◆ **To be done**: From the line containing "pixel 150 181." down to the last line of the records below, copy every line exactly. Leave out everything before it.

Excerpt from a dataset:

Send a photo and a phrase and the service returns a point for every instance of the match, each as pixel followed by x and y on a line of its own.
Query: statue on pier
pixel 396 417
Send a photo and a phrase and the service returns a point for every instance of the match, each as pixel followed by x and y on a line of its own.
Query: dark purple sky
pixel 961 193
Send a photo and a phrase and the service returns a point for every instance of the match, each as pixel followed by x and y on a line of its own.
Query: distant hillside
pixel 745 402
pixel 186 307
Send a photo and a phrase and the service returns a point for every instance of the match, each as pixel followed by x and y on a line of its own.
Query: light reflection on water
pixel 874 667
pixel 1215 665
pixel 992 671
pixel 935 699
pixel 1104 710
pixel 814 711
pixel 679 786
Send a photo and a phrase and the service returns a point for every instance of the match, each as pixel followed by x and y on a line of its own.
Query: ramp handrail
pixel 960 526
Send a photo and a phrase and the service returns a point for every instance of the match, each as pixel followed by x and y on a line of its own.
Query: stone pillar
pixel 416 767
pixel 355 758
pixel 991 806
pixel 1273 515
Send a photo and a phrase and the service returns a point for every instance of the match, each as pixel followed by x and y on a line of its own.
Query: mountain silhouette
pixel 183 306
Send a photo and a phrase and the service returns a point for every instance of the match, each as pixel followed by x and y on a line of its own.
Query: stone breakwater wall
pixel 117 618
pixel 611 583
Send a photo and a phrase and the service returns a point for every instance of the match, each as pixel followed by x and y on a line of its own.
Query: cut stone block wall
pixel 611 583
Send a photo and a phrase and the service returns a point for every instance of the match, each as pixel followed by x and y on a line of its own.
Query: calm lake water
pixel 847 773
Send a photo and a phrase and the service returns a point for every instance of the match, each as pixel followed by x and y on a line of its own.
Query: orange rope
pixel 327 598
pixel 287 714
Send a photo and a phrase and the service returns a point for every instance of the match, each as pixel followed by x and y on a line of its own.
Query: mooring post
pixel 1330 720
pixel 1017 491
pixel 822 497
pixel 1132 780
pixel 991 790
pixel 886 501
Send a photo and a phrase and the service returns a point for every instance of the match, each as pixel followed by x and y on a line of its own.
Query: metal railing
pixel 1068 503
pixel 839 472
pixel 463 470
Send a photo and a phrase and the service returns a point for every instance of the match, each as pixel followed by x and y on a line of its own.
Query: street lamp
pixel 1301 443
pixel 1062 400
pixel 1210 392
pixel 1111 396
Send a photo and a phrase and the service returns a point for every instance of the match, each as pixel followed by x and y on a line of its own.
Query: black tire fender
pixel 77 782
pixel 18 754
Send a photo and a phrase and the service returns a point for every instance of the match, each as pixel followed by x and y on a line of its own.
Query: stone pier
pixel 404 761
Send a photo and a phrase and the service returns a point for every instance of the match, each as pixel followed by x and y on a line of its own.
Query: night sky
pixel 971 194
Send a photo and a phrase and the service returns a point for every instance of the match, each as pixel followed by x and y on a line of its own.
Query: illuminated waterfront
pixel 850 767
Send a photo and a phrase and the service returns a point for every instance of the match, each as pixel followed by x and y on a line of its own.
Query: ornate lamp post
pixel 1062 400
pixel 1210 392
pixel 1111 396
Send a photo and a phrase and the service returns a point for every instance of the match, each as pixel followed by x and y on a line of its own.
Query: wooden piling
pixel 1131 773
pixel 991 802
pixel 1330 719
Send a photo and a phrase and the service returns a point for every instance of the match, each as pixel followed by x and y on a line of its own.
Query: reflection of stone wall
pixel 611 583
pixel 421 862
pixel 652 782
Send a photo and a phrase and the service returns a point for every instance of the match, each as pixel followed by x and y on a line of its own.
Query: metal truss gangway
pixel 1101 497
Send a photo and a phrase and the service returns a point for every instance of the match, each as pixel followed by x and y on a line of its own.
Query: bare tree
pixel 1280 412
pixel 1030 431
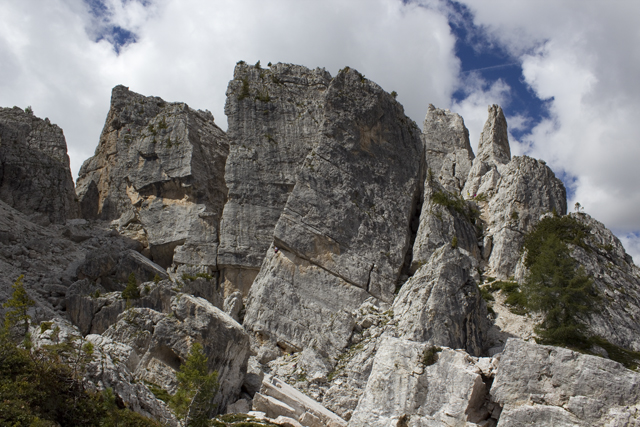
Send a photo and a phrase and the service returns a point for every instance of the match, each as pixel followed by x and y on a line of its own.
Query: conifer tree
pixel 192 402
pixel 18 306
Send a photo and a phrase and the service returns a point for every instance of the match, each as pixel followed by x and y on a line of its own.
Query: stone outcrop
pixel 407 388
pixel 110 365
pixel 162 342
pixel 446 219
pixel 276 398
pixel 274 118
pixel 441 304
pixel 526 189
pixel 350 245
pixel 158 163
pixel 617 281
pixel 512 195
pixel 551 386
pixel 448 152
pixel 34 167
pixel 345 228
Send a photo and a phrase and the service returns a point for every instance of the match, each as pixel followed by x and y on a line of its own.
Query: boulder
pixel 194 319
pixel 550 386
pixel 441 304
pixel 277 398
pixel 110 365
pixel 34 167
pixel 407 388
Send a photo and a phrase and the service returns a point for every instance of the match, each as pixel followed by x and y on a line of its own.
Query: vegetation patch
pixel 455 203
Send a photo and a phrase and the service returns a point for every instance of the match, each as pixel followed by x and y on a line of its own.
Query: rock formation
pixel 158 163
pixel 338 266
pixel 274 118
pixel 34 167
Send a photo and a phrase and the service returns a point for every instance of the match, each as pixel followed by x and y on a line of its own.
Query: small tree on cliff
pixel 192 402
pixel 16 318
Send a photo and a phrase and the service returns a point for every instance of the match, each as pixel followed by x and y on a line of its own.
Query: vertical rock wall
pixel 274 118
pixel 158 163
pixel 34 167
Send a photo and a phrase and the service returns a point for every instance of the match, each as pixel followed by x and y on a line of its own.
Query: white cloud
pixel 185 50
pixel 583 57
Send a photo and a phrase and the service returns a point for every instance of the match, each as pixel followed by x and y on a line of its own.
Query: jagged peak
pixel 494 140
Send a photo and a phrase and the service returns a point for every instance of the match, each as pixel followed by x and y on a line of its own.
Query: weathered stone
pixel 526 189
pixel 403 390
pixel 111 366
pixel 277 398
pixel 565 386
pixel 159 163
pixel 448 152
pixel 34 167
pixel 195 320
pixel 441 304
pixel 441 225
pixel 274 118
pixel 294 304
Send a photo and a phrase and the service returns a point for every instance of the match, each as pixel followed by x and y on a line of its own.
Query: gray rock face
pixel 274 117
pixel 345 229
pixel 493 151
pixel 158 163
pixel 525 190
pixel 294 304
pixel 351 207
pixel 617 280
pixel 441 304
pixel 441 225
pixel 34 167
pixel 550 386
pixel 111 366
pixel 404 391
pixel 162 342
pixel 448 152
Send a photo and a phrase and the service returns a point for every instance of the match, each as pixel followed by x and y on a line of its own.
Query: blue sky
pixel 565 72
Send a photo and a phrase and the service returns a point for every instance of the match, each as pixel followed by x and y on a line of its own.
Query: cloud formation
pixel 62 57
pixel 582 57
pixel 59 58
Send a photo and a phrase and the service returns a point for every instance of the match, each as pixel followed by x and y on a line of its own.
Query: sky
pixel 565 72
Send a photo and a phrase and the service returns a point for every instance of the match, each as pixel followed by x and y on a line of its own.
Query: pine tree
pixel 18 304
pixel 192 402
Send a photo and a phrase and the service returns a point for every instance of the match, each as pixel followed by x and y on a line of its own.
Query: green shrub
pixel 131 291
pixel 555 285
pixel 455 203
pixel 196 390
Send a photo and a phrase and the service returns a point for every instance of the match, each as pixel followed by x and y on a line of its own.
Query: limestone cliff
pixel 34 167
pixel 158 163
pixel 361 261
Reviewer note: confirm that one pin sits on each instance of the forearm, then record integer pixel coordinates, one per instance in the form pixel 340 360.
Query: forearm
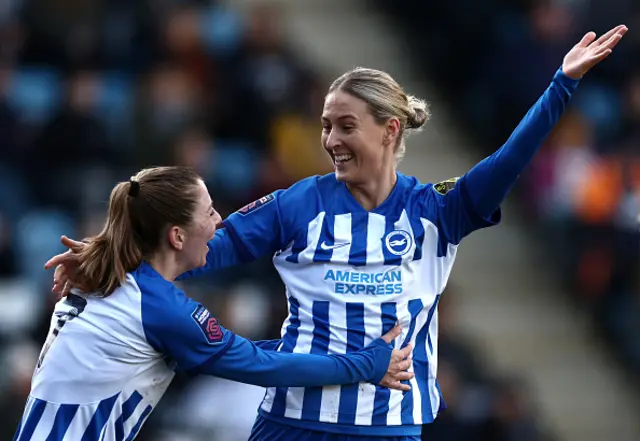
pixel 247 363
pixel 488 183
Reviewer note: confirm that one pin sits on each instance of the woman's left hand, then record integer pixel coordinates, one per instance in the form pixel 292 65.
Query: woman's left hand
pixel 589 52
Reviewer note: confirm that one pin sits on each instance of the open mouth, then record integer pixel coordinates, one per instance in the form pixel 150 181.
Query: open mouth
pixel 342 159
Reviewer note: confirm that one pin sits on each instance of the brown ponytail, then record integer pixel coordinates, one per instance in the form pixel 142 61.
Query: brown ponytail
pixel 110 255
pixel 139 212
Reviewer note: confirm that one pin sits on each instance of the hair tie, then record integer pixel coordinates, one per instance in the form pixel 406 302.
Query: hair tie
pixel 134 188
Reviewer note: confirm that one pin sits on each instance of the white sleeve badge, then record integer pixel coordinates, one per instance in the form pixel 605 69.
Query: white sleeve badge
pixel 446 186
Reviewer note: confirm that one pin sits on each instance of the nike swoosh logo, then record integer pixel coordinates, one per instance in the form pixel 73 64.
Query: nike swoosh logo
pixel 326 247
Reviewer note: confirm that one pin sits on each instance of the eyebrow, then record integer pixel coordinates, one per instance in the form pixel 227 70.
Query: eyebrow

◆ **Completed task**:
Reviewer note: confirm that one pin sits on each instance of the open mouth, then record integer pixel coordinates, one per instance in the form pixel 150 181.
Query: open mouth
pixel 342 159
Reviewer note: confirm that one pin sits on each instance of the brown ponytail, then record integer pixel coordinates, one per instance in the form pixel 142 61.
Query: brown ponytail
pixel 110 255
pixel 139 212
Reviewer note: confirm that one pin sits on each instance of the hair tie, then record integer pixel coordinates, one per instance in the form pixel 406 302.
Query: hair tie
pixel 134 188
Reviewer note: confirm that one pin sits on each instance of the white sleeve badge, then record integer pixel coordinates, one per instance in the form pixel 605 69.
Query: white sleeve badge
pixel 446 186
Reviewer note: confirm that one pin sits on each instance of the nike swoosh logo, then record integer pixel coordinates, one per instance in the form pixel 73 64.
Query: nike swoosh logo
pixel 326 247
Reviewer note: confirm that one pin sits on each instance of the eyebrow, then record integer pixel coordinates, one per instance in the form pixel 227 70.
Query: eyebrow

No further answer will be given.